■ Aim of the task ■
How many lines in the records below contain the word "column"? Reply with the number only.

Image region outline records

------------------------------

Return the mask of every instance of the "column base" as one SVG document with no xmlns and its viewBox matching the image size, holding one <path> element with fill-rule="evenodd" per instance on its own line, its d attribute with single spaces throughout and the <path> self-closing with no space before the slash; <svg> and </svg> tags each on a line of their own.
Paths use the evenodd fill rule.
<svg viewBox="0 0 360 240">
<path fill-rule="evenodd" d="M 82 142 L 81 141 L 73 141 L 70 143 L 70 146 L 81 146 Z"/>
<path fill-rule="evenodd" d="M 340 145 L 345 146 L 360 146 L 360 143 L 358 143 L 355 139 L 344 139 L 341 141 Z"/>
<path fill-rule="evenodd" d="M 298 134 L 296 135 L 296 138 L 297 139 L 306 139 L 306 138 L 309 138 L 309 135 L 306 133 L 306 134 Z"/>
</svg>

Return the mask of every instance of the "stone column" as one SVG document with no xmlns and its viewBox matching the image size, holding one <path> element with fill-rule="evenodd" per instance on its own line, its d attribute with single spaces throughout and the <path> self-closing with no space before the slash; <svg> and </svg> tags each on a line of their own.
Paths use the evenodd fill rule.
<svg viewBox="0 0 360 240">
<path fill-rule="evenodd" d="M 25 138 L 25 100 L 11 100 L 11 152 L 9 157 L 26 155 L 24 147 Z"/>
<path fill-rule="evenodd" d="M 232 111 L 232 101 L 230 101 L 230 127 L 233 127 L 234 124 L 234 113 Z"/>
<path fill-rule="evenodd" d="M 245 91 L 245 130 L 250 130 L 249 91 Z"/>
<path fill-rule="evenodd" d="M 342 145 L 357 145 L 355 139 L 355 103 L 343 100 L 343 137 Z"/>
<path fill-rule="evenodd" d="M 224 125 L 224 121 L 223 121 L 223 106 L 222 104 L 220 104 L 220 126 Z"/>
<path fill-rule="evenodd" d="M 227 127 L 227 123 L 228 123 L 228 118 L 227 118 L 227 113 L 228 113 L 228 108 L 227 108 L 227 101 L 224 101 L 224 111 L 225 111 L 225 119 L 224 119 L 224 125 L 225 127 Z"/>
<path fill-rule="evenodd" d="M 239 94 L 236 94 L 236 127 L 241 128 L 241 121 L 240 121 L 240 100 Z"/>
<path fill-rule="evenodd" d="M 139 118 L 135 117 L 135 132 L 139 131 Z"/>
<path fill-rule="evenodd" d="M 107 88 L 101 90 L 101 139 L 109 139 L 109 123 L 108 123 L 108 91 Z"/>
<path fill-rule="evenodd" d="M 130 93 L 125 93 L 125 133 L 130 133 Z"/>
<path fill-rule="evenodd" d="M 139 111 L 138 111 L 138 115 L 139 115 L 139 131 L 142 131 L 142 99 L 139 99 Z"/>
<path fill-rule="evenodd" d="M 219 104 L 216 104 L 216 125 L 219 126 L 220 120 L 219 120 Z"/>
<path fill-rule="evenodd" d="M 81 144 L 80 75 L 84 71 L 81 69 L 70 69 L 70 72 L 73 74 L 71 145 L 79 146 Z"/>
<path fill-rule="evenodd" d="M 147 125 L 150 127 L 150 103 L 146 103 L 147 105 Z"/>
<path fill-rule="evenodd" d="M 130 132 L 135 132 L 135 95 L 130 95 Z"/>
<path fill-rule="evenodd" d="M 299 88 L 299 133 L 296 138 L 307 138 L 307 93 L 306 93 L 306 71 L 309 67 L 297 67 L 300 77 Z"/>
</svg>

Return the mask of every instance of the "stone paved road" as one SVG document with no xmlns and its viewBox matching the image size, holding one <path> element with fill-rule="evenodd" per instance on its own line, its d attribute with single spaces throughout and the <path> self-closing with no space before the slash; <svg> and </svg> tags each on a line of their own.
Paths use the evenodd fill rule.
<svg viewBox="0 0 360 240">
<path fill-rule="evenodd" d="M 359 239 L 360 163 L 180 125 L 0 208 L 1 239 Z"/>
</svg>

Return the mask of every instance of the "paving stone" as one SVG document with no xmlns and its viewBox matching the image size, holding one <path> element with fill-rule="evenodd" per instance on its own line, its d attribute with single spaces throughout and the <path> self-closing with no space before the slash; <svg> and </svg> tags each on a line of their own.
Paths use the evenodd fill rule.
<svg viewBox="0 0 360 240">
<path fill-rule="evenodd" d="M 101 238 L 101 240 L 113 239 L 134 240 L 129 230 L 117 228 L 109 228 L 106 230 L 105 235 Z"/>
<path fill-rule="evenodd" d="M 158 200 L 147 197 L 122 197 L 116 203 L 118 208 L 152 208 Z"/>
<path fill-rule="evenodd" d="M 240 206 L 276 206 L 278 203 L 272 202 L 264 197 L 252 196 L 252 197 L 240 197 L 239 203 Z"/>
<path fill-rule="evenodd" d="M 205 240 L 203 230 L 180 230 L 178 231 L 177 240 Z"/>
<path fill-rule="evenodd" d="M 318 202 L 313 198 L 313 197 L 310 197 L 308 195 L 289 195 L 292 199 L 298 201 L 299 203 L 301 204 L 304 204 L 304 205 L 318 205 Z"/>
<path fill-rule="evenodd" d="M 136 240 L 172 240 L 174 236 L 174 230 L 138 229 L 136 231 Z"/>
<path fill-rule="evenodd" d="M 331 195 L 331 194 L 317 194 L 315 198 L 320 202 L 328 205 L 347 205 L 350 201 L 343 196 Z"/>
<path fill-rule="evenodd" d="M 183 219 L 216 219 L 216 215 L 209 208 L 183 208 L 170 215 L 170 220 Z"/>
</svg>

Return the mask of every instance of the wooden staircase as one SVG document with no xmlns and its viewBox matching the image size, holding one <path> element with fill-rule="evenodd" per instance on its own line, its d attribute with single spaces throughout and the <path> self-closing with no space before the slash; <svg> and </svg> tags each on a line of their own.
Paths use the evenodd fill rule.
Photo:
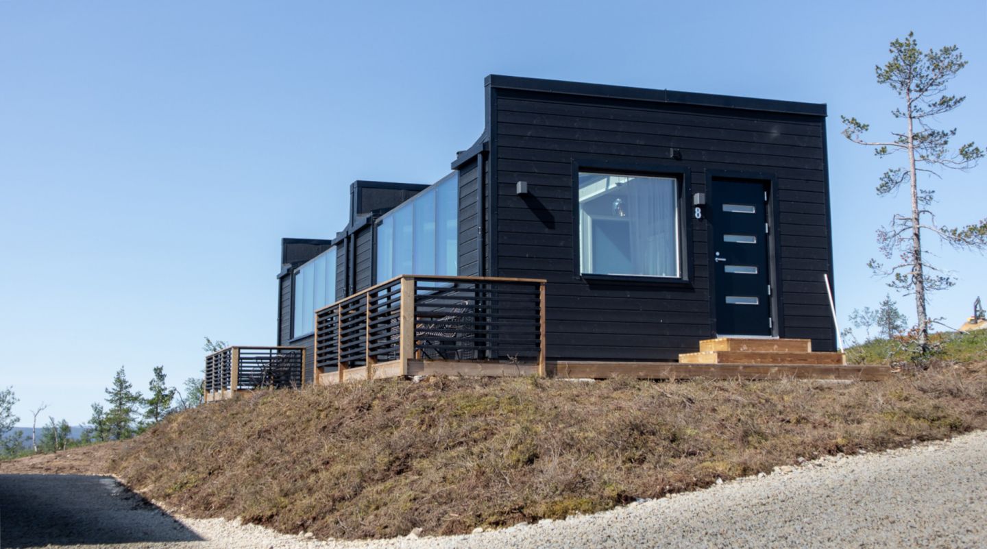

------------------------------

■ Written solution ■
2